Find every line in the entries below that contains the string "shaped" and copy each such line in full. Uppercase and lowercase letters count as different.

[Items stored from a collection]
--------
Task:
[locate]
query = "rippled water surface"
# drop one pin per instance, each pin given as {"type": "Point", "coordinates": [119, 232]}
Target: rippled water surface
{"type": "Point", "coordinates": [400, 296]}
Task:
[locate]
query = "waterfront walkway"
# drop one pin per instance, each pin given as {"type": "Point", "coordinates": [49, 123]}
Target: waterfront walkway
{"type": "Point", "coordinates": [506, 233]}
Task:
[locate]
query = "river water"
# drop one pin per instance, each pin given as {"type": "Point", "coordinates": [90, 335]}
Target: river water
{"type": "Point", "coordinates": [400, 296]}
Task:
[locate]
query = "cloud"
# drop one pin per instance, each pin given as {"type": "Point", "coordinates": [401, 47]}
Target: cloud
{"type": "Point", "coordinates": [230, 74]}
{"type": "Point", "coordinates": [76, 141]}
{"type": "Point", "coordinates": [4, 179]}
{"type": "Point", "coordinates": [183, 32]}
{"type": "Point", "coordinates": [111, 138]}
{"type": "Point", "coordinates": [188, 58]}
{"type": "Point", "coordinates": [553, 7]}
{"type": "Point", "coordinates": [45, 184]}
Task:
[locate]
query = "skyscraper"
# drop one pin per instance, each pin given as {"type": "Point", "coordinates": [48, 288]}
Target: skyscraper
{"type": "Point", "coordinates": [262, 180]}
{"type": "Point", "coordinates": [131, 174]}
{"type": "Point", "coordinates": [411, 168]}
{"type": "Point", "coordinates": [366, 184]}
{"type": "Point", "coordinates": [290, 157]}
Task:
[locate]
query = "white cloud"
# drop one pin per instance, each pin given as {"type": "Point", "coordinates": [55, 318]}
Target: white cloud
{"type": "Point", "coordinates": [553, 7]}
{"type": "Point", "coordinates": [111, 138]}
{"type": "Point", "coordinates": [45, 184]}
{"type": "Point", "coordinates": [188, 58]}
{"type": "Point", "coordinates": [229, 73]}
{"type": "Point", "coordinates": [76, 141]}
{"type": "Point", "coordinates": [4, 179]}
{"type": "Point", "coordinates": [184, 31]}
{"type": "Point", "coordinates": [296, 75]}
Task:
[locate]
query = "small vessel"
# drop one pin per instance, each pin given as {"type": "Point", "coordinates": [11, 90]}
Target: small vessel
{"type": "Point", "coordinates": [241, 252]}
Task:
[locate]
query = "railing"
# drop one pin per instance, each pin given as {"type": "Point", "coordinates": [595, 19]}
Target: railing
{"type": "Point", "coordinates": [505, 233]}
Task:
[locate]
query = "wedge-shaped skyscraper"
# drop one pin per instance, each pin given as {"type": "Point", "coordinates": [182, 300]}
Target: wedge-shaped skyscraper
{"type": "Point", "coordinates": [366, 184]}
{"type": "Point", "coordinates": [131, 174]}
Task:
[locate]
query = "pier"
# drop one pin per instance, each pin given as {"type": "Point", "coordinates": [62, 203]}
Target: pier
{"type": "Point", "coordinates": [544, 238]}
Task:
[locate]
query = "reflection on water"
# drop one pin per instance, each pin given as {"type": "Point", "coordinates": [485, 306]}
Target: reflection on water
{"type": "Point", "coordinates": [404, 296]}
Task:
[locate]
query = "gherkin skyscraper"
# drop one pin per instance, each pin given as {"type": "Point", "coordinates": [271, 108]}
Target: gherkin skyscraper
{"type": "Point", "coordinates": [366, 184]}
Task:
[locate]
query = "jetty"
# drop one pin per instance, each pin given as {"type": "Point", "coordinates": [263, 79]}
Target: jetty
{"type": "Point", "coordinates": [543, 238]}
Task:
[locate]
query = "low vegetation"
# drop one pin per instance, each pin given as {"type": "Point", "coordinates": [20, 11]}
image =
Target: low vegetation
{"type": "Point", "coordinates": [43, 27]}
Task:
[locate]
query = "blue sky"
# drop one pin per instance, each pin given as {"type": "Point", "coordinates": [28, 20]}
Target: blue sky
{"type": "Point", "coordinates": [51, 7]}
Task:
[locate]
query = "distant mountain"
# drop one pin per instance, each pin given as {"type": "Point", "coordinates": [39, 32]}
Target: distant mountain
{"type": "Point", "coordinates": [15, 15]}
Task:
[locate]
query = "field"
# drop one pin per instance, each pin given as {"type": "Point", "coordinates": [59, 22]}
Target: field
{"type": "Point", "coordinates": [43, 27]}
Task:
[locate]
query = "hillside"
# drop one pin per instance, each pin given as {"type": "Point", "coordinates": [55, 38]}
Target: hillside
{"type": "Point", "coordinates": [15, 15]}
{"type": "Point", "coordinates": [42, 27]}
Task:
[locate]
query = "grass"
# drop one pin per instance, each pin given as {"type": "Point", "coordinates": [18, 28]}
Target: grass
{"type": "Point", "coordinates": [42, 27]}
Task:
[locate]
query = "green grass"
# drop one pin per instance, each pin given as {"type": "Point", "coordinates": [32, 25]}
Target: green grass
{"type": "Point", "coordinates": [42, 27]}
--------
= EXPECTED ANSWER =
query = "wedge-shaped skyscraper"
Target: wedge-shaped skyscraper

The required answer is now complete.